From the line that contains "white parking line." through the end of the records below, write out each line exactly as it appears, but not the pictures.
Data to process below:
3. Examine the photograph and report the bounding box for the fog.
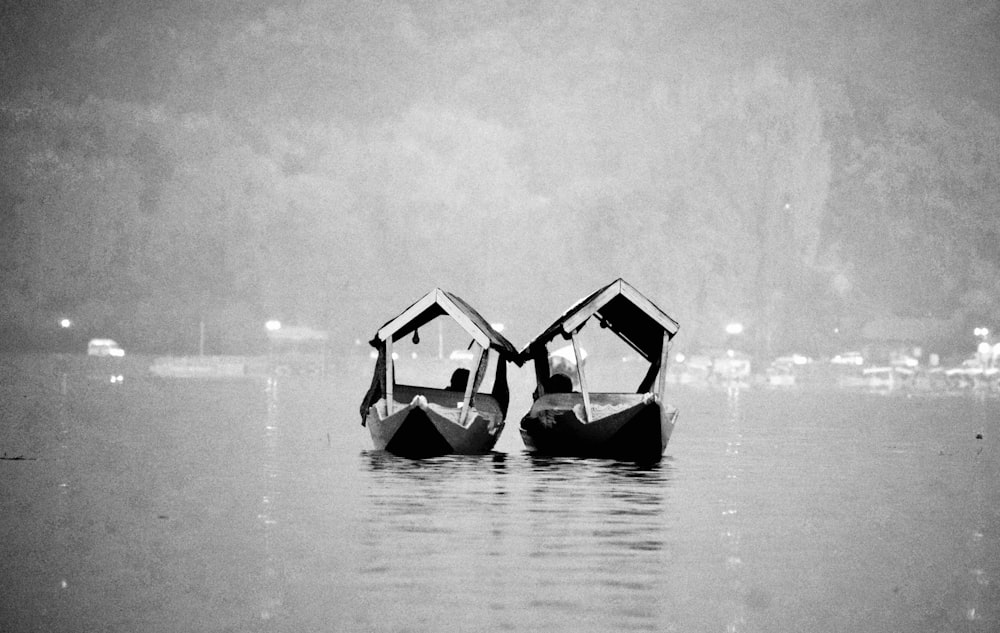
[1,0,998,357]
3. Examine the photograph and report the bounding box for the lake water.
[1,354,998,632]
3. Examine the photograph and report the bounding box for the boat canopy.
[370,288,518,358]
[360,288,518,424]
[520,278,679,362]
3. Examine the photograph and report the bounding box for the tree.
[823,97,1000,329]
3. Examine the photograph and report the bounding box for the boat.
[359,288,520,458]
[149,355,250,378]
[862,364,915,392]
[518,278,680,463]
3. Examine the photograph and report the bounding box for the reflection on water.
[54,370,72,606]
[356,450,675,632]
[1,356,998,632]
[722,386,746,633]
[260,376,282,622]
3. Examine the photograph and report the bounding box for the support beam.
[571,331,593,423]
[657,333,672,400]
[458,342,484,427]
[385,337,394,416]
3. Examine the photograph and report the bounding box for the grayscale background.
[1,3,998,632]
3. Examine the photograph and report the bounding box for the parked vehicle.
[87,339,124,357]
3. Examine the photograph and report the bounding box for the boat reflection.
[721,384,746,631]
[355,448,676,631]
[259,376,283,622]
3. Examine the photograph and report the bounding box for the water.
[1,355,998,632]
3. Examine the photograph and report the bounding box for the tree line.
[1,2,997,357]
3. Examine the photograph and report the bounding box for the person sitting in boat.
[447,368,470,392]
[533,372,575,428]
[545,372,574,393]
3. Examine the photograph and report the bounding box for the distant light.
[727,349,735,358]
[265,320,282,332]
[831,352,864,366]
[978,341,991,356]
[725,322,744,335]
[974,327,989,338]
[491,322,505,333]
[108,348,125,358]
[675,353,686,363]
[59,318,72,328]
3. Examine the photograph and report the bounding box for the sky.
[3,1,997,116]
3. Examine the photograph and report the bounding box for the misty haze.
[1,0,998,359]
[1,2,999,633]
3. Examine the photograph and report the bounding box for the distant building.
[266,325,329,375]
[860,317,957,364]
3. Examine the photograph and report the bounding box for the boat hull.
[519,400,677,463]
[366,404,504,458]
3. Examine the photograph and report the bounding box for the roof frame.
[560,279,679,337]
[521,279,679,359]
[375,288,491,349]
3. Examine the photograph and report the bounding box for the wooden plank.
[458,342,484,427]
[533,349,549,395]
[385,337,394,416]
[376,289,440,342]
[619,281,680,336]
[560,281,621,335]
[657,332,672,400]
[376,288,490,349]
[570,331,593,423]
[437,293,491,350]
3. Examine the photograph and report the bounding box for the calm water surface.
[1,355,998,632]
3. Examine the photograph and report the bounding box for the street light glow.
[725,322,744,335]
[265,320,282,332]
[59,318,72,328]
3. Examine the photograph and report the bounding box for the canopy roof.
[521,278,679,361]
[371,288,518,359]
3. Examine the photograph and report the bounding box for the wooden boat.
[518,279,680,463]
[149,356,249,378]
[359,288,519,458]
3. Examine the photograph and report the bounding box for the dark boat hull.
[519,400,677,463]
[367,404,504,458]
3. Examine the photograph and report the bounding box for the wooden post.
[458,342,484,427]
[385,337,394,416]
[657,333,672,400]
[571,331,592,423]
[533,349,549,397]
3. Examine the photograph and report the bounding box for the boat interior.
[377,383,503,426]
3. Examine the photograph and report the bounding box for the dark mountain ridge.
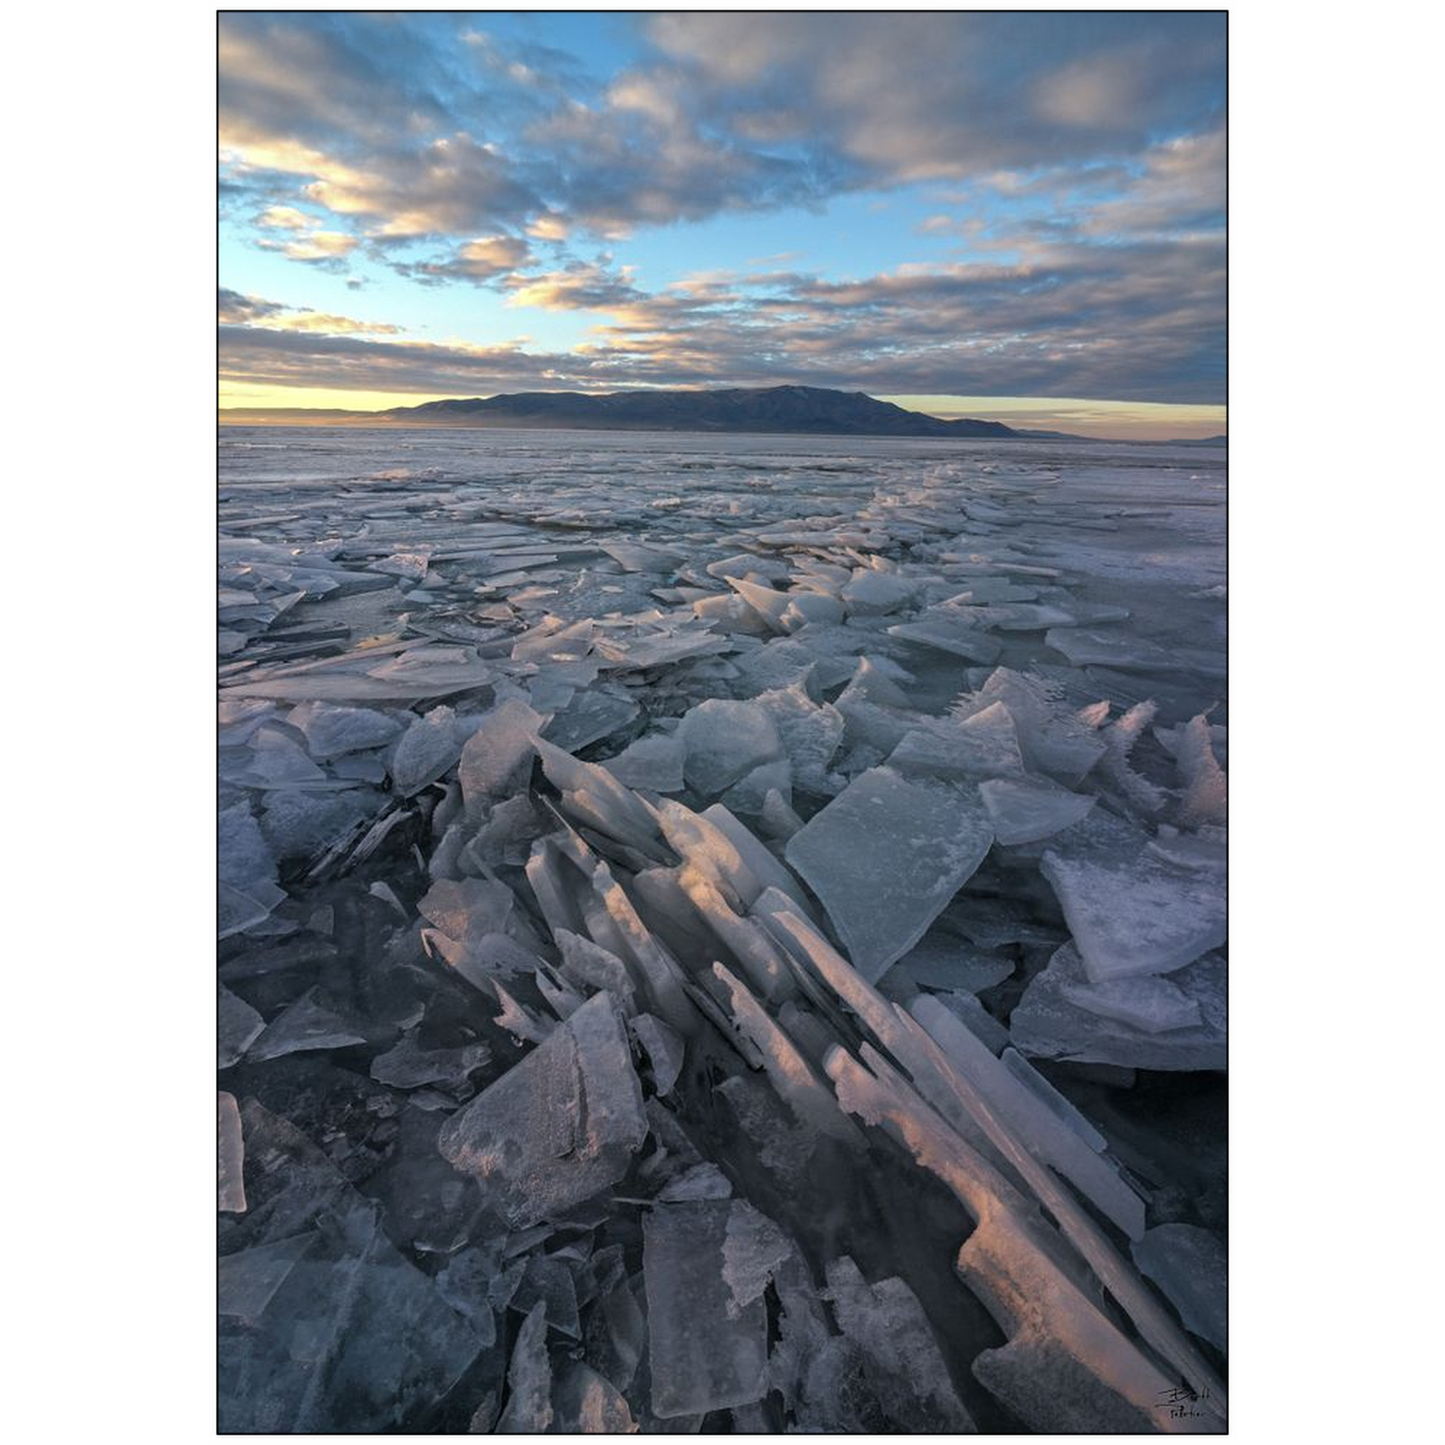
[382,385,1025,438]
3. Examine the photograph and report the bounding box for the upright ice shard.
[218,1091,246,1213]
[962,670,1106,783]
[497,1302,553,1432]
[753,681,845,794]
[1174,713,1228,829]
[551,1361,638,1432]
[909,993,1146,1240]
[218,801,285,939]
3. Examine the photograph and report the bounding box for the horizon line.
[215,385,1226,443]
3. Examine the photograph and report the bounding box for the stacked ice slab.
[219,431,1227,1431]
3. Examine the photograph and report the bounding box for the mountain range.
[378,385,1027,437]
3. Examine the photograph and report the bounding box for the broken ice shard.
[754,681,844,793]
[497,1301,553,1431]
[1131,1224,1228,1352]
[219,1233,316,1326]
[390,705,465,796]
[551,1361,638,1432]
[887,701,1026,782]
[457,697,544,806]
[678,698,783,796]
[1041,835,1226,981]
[602,732,686,793]
[841,567,915,615]
[219,1199,485,1432]
[371,551,430,582]
[438,992,647,1227]
[542,687,639,749]
[785,766,994,980]
[247,986,369,1061]
[888,615,1002,663]
[643,1200,769,1417]
[218,983,264,1069]
[1011,944,1226,1071]
[1061,974,1203,1033]
[218,801,285,939]
[629,1013,685,1096]
[368,1030,491,1090]
[1046,626,1226,678]
[908,993,1146,1240]
[287,700,403,760]
[721,1200,793,1316]
[885,932,1014,994]
[963,669,1106,783]
[823,1255,975,1431]
[979,775,1095,844]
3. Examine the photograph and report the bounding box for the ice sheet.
[219,429,1226,1430]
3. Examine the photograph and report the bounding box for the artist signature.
[1155,1383,1214,1419]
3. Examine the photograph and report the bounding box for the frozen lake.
[219,425,1228,1432]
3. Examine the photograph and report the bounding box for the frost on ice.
[218,429,1227,1431]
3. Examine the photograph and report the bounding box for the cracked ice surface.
[218,429,1226,1432]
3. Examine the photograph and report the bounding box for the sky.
[218,11,1226,439]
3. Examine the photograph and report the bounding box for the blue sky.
[219,11,1226,437]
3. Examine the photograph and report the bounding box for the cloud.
[644,13,1224,182]
[218,289,284,325]
[218,289,399,336]
[218,15,1225,402]
[218,13,1215,251]
[219,13,542,248]
[259,230,359,264]
[219,324,612,395]
[256,205,313,231]
[503,260,645,312]
[219,212,1224,404]
[247,193,365,267]
[526,214,569,241]
[394,234,535,285]
[1081,129,1226,239]
[219,13,1223,244]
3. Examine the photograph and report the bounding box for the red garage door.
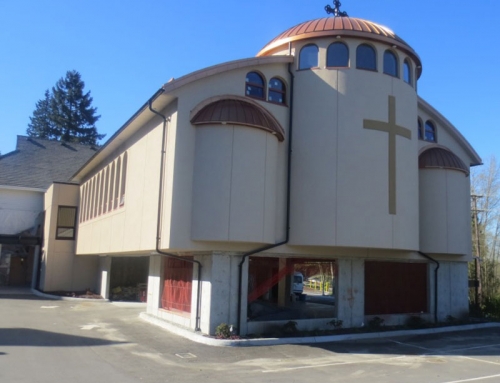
[161,258,193,313]
[365,261,428,315]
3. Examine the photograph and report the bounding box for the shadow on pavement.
[0,328,128,347]
[306,327,500,357]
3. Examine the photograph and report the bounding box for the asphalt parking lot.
[1,289,500,383]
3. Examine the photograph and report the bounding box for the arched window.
[120,153,127,206]
[103,167,109,213]
[383,50,398,77]
[299,44,319,70]
[114,158,121,210]
[418,118,423,140]
[268,78,286,105]
[356,44,376,71]
[80,185,86,223]
[425,121,436,142]
[403,59,412,85]
[108,163,115,212]
[327,42,349,67]
[245,72,265,100]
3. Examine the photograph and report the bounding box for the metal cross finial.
[325,0,348,17]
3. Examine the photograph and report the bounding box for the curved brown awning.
[190,98,285,142]
[419,147,469,176]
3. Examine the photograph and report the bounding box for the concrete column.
[194,252,243,335]
[336,258,365,328]
[433,261,468,321]
[99,256,112,299]
[31,245,40,289]
[277,258,288,307]
[147,255,162,313]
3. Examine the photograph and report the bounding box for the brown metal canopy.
[419,147,469,176]
[190,98,285,141]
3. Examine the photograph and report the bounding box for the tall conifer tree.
[27,70,104,145]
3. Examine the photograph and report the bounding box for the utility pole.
[471,194,484,309]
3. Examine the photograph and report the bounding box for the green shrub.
[282,321,298,334]
[368,316,385,329]
[327,319,343,329]
[215,323,231,339]
[405,315,428,328]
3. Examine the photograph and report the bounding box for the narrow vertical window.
[80,185,86,223]
[245,72,265,100]
[120,153,127,206]
[418,118,423,140]
[404,59,412,85]
[356,44,377,71]
[327,42,349,67]
[56,206,77,240]
[108,163,115,213]
[103,167,109,214]
[383,50,398,77]
[114,158,121,210]
[85,181,91,221]
[89,179,95,219]
[425,121,436,142]
[95,174,101,217]
[101,169,107,214]
[268,78,286,105]
[299,44,319,70]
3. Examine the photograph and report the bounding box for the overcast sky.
[1,0,499,163]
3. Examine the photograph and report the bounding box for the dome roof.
[190,98,285,141]
[257,16,421,76]
[419,147,469,176]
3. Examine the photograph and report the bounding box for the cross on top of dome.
[325,0,348,17]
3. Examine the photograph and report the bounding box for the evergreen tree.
[27,70,104,145]
[27,90,55,139]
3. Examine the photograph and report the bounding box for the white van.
[292,272,304,296]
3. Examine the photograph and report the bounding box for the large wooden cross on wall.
[363,96,412,215]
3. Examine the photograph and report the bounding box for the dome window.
[425,120,437,142]
[268,78,286,105]
[404,59,412,85]
[245,72,265,100]
[383,50,399,77]
[299,44,319,70]
[356,44,377,71]
[327,42,349,67]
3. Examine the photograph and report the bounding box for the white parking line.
[457,356,500,367]
[440,373,500,383]
[262,355,408,373]
[390,339,432,351]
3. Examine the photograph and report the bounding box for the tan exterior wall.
[76,105,177,255]
[40,183,98,292]
[289,38,419,250]
[419,169,472,257]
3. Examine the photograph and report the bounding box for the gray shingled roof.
[0,136,97,189]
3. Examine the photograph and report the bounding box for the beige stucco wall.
[76,104,177,255]
[289,38,419,251]
[419,168,472,257]
[40,183,98,292]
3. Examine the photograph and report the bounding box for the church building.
[37,2,481,336]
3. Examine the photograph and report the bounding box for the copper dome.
[257,16,421,76]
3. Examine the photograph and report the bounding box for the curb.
[139,312,500,347]
[31,288,110,302]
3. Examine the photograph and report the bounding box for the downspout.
[236,63,295,334]
[418,251,440,323]
[148,96,203,332]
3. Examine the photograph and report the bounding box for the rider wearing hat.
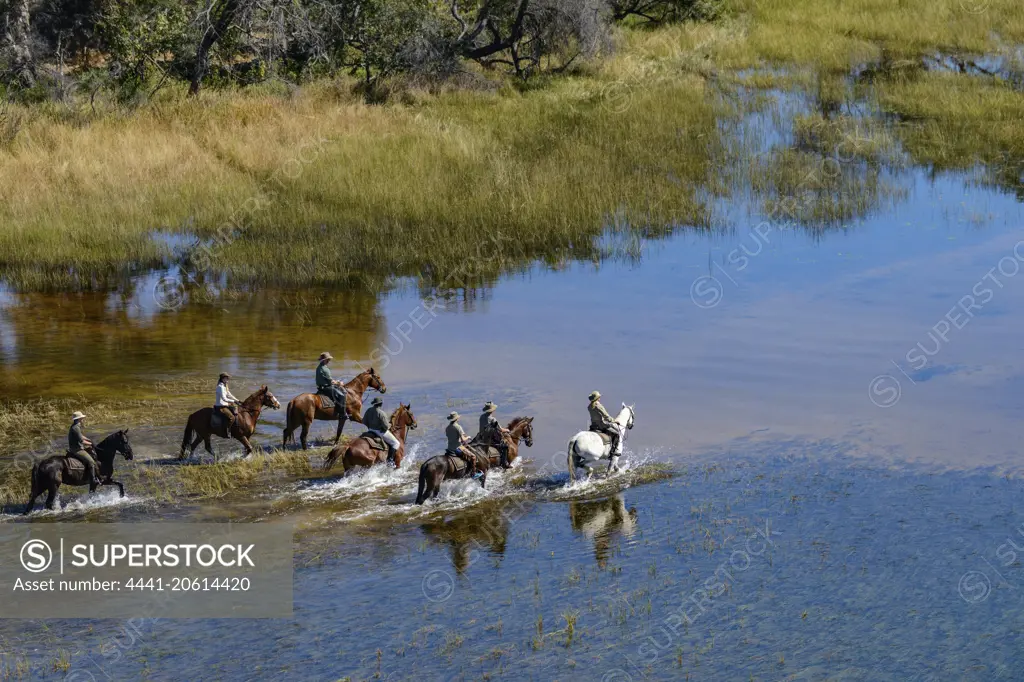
[315,352,348,415]
[475,401,510,459]
[68,411,101,489]
[588,391,621,456]
[363,396,400,465]
[215,373,241,434]
[446,411,477,476]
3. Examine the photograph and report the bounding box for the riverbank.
[1,0,1020,292]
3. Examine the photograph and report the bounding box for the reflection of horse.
[566,404,635,481]
[180,386,281,459]
[283,369,387,449]
[568,493,638,568]
[414,417,534,505]
[24,430,135,514]
[323,403,417,472]
[420,503,511,574]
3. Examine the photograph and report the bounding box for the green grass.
[0,1,1021,293]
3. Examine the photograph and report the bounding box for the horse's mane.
[507,416,530,429]
[94,430,124,452]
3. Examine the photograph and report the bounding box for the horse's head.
End of Data to process.
#### [Output below]
3. Examine the photograph and report the bounding box for the white parking line.
[457,356,500,367]
[440,373,500,383]
[262,355,408,373]
[390,339,432,351]
3. Examine the photograph and report the bounding box for the tan exterior wall.
[76,105,177,255]
[40,183,98,292]
[289,38,419,250]
[419,169,472,257]
3. Examine the photograph and report the bounding box for the gray shingled roof.
[0,136,97,189]
3. Examine the photograph and report the bounding box for the beige stucco wall.
[76,104,177,255]
[289,38,419,251]
[419,168,472,257]
[40,183,98,292]
3. Examine the photograph and report the bounding box for the church building.
[37,2,481,336]
3. Examine the photograph and report the bounding box for the copper dome.
[257,16,421,76]
3. Examine the photograph and report the bounding box for the curb.
[139,312,500,347]
[31,288,110,302]
3. Examine the photograph and report the bounding box for the downspout.
[236,63,295,334]
[418,251,440,323]
[148,96,203,332]
3. Examine the photograph and report the bounding box for the rider wearing hat.
[315,352,348,415]
[475,401,510,459]
[68,411,101,489]
[588,391,621,456]
[363,396,400,465]
[215,373,241,434]
[446,411,477,476]
3. Examine the photograph and report the bounding box for the riverbank.
[1,0,1020,292]
3. Examine the photograph and report the bounding box for the reflection of horse.
[566,404,635,481]
[180,386,281,459]
[283,369,387,449]
[568,493,638,568]
[414,417,534,505]
[24,430,135,514]
[323,403,417,472]
[420,503,511,574]
3. Examine the photograph and report the bounding box for the green grass.
[0,1,1021,293]
3. Examine the photograph and report the bounding box for the horse's mane.
[507,416,530,429]
[94,430,124,452]
3. Examine the photograph and report the bounding box for the horse's head.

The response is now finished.